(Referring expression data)
• • •

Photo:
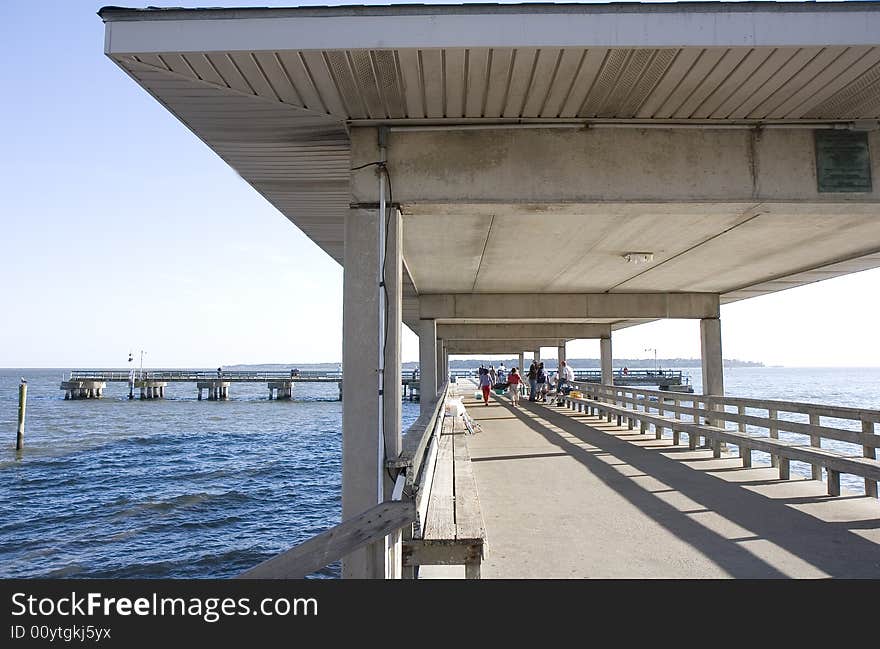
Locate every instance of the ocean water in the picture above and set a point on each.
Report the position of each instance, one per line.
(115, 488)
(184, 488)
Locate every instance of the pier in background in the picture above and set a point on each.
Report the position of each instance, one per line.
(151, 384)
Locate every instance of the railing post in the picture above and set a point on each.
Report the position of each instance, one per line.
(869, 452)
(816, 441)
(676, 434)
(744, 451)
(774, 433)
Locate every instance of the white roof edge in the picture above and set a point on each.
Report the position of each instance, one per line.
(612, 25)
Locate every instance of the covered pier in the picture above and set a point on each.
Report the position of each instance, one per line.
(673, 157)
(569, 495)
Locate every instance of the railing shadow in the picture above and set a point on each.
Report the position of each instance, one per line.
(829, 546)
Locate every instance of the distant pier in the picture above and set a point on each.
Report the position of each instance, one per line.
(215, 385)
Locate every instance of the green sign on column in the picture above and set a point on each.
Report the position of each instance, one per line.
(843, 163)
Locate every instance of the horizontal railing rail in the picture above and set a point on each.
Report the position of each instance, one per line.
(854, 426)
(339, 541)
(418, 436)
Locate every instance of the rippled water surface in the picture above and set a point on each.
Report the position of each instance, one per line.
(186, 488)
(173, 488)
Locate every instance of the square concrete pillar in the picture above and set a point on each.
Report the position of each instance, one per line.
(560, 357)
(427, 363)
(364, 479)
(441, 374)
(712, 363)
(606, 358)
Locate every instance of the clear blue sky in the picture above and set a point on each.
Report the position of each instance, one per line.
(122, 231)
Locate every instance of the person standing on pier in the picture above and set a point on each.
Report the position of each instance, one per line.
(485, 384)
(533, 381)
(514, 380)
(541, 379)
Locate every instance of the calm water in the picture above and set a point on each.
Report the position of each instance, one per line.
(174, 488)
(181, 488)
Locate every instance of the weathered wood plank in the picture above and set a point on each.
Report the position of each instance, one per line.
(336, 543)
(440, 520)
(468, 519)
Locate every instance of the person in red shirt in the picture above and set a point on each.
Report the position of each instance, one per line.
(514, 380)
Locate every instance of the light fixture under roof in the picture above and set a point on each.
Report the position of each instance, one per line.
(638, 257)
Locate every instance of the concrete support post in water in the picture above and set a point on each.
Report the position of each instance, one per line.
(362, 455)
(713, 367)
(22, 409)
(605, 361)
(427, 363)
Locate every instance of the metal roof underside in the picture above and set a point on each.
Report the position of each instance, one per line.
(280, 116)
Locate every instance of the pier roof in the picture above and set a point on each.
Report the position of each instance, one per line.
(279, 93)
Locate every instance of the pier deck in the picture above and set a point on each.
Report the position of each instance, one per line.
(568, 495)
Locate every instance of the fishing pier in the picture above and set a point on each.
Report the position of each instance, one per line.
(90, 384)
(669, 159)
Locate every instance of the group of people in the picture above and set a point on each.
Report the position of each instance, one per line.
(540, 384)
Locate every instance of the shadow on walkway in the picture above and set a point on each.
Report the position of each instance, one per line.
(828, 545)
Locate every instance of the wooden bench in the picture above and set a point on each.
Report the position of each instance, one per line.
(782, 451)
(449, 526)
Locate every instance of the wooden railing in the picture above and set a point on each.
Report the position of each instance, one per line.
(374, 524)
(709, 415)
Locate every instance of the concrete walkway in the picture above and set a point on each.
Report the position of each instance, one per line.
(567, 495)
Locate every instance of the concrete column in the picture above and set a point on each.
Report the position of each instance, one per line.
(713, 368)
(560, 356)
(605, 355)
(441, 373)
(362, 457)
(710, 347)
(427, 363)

• • •

■ **GOAL OF THE EXERCISE**: Report each line above that includes the string "column".

■ **PROBLEM SOLUTION**:
Locate every instance of the green sign on column in the picture above and set a point on each.
Locate every instance of the concrete column in the picture above and set a point on each.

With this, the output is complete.